— start of INPUT —

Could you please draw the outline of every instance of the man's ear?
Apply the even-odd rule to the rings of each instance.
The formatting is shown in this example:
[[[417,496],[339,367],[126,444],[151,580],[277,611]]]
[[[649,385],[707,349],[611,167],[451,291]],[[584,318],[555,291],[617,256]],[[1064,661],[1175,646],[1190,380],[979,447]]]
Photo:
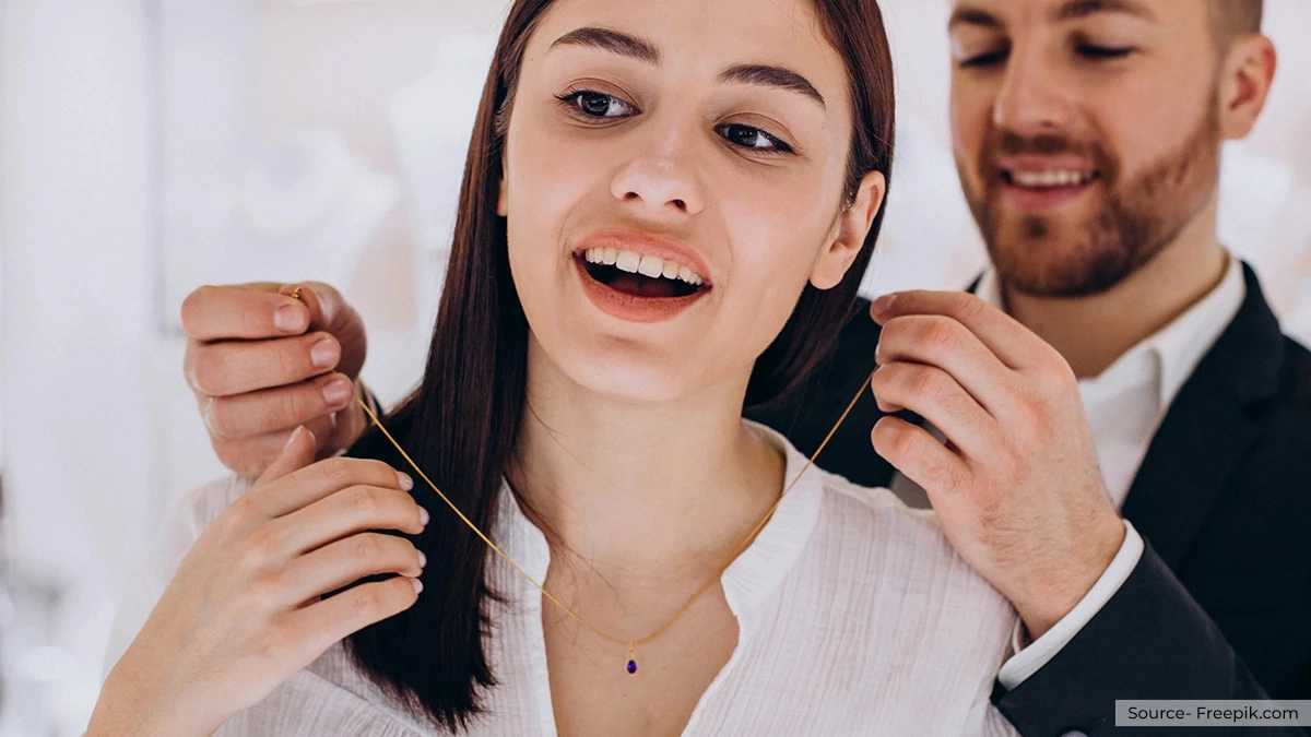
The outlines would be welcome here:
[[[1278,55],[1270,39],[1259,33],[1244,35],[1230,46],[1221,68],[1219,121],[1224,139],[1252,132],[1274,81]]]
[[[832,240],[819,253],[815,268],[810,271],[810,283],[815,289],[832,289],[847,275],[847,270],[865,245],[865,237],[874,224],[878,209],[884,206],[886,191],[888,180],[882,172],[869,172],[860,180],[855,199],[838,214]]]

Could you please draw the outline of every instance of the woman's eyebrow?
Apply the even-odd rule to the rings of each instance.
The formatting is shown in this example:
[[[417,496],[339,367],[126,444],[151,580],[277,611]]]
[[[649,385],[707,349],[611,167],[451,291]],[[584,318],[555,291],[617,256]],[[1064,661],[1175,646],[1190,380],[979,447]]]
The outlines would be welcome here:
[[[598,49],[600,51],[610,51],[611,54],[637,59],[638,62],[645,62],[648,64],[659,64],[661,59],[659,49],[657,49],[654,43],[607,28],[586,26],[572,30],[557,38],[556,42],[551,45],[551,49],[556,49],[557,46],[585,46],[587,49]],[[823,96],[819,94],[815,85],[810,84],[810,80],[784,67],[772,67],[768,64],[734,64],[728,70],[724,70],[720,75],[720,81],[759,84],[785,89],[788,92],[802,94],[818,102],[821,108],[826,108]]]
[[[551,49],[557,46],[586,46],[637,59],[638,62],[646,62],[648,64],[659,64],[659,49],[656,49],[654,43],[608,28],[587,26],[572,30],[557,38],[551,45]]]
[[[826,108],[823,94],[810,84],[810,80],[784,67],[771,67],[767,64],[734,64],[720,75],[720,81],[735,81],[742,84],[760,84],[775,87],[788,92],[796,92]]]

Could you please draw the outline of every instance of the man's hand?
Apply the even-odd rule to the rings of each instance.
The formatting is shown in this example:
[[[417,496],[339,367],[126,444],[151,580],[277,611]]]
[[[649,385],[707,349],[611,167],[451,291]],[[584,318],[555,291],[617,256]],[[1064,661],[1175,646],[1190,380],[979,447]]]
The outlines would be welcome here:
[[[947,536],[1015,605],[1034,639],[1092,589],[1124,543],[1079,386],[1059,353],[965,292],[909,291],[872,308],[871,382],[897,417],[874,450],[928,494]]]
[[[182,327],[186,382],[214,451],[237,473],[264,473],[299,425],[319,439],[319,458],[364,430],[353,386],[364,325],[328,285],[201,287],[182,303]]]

— end of INPUT —
— start of INPUT —

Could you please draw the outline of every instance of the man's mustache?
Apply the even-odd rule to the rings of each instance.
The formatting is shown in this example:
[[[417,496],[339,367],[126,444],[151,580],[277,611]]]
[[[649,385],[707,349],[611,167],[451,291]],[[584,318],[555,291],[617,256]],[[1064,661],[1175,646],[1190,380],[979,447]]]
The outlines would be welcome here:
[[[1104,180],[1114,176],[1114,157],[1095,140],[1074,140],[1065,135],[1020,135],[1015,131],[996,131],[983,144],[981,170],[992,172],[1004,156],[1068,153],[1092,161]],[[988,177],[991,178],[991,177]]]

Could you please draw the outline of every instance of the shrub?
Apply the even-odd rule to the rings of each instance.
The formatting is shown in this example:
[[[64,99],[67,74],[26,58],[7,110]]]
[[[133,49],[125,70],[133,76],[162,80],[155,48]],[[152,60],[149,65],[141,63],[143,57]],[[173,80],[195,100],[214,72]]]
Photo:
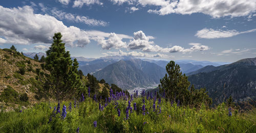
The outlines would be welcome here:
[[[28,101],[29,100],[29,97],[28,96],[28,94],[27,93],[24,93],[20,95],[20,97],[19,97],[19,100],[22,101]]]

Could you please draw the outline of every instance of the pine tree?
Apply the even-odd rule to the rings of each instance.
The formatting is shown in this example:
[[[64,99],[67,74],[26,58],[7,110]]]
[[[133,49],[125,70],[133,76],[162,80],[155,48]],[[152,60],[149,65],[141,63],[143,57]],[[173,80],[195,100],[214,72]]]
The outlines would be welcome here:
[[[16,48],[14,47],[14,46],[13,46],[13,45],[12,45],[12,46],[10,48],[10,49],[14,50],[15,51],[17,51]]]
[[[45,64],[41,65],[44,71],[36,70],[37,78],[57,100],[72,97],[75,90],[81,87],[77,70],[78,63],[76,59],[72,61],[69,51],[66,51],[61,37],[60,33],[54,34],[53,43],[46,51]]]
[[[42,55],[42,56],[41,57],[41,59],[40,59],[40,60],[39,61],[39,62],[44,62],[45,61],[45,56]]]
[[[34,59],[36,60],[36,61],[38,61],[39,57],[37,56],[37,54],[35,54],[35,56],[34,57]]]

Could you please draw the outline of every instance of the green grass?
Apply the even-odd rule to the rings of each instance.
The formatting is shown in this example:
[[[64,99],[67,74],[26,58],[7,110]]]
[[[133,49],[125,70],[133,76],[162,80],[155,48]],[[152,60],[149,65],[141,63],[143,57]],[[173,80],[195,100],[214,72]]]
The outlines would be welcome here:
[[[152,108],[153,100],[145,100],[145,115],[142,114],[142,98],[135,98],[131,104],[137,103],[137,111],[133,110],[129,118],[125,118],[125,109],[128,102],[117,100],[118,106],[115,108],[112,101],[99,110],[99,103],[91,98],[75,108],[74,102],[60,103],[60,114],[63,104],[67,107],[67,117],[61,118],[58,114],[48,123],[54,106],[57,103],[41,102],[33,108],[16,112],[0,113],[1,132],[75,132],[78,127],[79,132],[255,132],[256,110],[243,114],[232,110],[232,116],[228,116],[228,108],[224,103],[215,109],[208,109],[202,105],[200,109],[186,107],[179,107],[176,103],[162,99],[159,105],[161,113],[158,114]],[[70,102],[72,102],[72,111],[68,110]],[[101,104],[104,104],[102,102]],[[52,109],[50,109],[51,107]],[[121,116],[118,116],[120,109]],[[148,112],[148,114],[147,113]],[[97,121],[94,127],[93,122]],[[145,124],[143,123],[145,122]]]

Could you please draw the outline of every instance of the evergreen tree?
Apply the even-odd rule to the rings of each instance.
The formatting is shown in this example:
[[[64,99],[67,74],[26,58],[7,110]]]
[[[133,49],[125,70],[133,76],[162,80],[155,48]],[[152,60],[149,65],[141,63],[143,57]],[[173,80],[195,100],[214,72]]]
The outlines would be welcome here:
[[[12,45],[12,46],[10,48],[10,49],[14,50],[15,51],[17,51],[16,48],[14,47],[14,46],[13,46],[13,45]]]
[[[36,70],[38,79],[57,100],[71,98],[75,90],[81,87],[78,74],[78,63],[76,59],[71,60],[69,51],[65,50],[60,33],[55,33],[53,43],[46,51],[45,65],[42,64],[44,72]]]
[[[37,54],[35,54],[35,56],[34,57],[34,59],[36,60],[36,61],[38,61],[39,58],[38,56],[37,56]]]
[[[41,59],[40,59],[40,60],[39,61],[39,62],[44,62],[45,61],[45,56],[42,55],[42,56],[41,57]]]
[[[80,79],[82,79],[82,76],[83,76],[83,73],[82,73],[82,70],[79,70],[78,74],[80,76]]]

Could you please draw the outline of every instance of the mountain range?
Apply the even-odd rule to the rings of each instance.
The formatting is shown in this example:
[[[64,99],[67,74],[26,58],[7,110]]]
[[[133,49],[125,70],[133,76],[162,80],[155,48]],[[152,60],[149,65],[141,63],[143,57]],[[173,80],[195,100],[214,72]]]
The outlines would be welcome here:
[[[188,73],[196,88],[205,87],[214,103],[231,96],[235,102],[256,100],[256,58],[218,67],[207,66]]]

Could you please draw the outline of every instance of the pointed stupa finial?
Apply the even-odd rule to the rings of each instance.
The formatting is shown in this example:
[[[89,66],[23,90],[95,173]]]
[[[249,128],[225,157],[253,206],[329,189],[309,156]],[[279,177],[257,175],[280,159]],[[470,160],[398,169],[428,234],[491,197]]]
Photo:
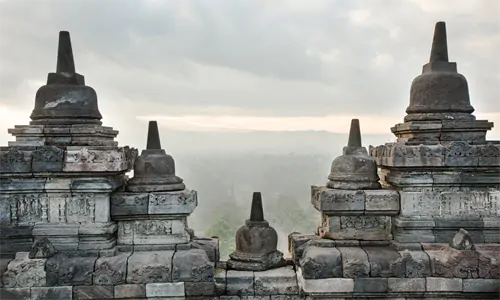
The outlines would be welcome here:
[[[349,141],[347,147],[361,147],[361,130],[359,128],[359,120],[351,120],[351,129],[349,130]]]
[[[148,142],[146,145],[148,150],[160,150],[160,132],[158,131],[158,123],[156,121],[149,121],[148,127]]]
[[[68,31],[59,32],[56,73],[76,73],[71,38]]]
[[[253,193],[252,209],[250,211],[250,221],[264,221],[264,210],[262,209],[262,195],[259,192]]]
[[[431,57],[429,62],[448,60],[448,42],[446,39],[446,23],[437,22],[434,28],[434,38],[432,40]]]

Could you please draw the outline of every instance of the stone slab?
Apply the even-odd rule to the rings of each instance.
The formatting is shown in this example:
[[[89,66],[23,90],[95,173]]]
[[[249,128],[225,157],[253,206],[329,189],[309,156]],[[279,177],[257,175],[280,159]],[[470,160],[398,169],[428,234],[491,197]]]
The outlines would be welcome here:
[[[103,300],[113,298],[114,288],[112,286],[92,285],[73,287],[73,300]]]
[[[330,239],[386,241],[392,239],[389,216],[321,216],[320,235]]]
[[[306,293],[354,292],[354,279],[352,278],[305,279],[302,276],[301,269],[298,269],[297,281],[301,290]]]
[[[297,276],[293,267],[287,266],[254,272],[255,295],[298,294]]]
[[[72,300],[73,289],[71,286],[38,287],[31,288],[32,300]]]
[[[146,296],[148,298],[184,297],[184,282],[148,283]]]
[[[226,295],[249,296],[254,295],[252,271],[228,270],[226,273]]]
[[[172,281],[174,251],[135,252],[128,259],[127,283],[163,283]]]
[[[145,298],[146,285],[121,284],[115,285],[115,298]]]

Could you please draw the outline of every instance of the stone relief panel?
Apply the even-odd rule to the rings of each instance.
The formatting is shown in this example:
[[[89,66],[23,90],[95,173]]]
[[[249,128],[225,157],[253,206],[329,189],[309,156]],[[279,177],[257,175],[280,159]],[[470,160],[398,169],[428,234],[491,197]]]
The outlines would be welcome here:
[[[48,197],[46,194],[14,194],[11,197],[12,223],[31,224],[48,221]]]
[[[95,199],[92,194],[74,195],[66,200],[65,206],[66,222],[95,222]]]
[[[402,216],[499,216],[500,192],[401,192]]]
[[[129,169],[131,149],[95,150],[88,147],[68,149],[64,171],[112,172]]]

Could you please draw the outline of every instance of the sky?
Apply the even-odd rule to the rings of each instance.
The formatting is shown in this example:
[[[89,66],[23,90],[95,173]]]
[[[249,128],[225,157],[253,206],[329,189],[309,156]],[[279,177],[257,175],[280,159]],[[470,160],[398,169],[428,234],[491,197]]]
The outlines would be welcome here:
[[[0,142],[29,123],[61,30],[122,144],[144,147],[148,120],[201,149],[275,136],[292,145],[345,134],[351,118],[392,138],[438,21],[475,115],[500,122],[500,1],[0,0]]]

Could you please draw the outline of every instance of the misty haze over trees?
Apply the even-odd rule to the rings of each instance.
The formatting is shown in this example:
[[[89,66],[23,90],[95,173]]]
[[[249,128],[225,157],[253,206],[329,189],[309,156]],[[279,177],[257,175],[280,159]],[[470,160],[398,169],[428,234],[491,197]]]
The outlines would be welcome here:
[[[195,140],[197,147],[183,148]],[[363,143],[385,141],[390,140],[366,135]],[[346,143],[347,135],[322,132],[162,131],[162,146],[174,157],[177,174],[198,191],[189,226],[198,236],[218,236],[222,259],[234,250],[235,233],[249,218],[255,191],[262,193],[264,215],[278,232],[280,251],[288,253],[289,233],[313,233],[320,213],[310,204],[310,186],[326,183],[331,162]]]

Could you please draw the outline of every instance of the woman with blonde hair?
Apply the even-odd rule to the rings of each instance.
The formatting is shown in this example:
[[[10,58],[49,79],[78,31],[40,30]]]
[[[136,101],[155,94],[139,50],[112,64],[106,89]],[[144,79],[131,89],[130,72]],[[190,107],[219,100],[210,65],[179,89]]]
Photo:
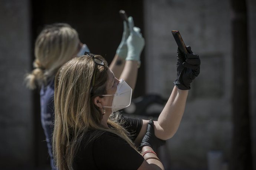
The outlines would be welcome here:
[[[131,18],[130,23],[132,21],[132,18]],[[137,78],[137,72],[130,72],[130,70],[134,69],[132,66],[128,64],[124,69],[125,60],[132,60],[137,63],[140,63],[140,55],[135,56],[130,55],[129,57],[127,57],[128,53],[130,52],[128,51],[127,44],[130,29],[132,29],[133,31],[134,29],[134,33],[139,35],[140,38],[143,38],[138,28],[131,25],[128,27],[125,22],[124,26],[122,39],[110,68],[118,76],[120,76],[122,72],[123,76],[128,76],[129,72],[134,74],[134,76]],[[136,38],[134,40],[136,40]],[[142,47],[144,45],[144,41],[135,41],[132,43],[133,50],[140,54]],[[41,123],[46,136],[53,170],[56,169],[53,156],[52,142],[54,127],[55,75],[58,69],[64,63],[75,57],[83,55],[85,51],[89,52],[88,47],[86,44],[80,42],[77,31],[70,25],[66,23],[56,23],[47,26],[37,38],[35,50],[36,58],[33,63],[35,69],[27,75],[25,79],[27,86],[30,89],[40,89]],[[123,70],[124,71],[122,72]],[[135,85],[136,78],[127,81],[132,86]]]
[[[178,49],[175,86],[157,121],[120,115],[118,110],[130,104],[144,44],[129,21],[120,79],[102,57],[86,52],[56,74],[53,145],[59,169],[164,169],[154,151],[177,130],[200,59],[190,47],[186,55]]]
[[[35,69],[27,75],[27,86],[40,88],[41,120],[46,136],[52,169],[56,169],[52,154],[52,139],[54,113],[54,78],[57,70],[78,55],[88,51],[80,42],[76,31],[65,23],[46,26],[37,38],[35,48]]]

— end of INPUT —
— start of INPUT —

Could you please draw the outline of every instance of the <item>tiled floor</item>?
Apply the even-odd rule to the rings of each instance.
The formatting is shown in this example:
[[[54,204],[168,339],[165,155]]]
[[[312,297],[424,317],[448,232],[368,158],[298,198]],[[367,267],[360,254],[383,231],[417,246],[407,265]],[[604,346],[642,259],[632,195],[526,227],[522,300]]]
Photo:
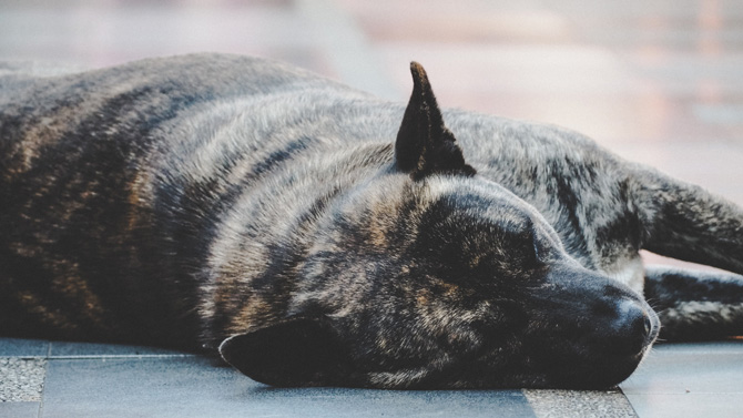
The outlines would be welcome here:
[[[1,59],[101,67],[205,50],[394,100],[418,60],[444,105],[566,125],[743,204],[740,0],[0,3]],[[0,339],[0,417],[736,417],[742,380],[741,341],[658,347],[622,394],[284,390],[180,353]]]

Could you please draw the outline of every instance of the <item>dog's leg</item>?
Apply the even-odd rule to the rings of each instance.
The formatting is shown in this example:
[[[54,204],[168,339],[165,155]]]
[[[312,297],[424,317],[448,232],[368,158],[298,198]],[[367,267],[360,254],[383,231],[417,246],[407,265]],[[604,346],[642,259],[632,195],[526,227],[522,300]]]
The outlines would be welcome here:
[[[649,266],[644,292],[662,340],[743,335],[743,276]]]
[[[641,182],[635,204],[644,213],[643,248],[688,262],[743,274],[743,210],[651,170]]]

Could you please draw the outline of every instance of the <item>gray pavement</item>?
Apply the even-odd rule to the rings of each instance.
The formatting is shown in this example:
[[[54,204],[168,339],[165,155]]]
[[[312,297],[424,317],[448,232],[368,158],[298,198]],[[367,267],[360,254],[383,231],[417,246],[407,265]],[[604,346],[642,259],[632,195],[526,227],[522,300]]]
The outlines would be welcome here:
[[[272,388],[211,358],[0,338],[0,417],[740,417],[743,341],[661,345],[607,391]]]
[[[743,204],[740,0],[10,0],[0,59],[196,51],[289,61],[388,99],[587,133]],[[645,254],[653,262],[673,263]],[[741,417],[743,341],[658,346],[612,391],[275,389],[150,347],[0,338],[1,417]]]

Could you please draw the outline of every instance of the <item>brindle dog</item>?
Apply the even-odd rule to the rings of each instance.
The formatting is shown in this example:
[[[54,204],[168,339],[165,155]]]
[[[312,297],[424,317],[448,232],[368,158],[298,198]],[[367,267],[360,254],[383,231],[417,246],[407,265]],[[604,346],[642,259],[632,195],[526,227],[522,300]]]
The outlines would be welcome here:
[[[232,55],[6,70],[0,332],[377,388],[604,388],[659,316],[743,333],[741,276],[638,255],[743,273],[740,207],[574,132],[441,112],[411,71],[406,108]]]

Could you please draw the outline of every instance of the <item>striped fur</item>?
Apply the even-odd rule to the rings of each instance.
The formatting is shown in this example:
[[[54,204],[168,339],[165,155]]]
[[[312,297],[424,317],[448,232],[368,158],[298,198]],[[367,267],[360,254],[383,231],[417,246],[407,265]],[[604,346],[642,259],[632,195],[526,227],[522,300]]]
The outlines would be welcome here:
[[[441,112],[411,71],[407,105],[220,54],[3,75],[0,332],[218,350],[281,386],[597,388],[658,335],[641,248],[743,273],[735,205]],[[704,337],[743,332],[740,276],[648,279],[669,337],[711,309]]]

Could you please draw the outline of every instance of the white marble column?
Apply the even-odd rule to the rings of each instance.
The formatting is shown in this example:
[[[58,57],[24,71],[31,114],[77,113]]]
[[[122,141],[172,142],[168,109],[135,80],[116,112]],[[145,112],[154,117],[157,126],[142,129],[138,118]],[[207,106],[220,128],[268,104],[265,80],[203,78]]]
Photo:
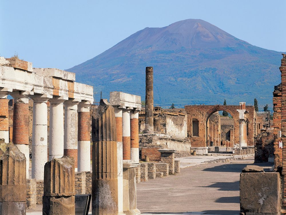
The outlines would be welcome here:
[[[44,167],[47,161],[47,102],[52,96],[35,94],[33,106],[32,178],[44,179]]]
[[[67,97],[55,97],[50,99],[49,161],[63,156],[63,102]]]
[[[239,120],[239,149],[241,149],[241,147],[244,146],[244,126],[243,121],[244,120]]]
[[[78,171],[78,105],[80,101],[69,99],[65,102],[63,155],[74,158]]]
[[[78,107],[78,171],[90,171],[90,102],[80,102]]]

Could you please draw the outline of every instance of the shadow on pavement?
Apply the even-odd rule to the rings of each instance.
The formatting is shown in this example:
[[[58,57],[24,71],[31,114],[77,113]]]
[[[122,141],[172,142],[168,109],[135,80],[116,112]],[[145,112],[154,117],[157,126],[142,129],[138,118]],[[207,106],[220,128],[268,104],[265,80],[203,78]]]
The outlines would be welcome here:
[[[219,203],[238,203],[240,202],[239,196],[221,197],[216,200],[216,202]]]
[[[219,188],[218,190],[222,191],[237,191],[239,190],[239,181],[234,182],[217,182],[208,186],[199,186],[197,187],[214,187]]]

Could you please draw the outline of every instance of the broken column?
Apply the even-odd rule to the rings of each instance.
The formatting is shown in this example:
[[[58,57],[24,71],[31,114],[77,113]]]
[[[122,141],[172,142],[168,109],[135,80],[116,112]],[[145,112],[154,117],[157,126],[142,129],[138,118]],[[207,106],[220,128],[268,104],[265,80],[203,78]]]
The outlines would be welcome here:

— end of INPUT —

- _WHAT NEEDS TO BE DONE_
Count the lines of the data above that contain the string "item", matching case exactly. Reply with only the number.

- _EXERCISE RESPONSE_
5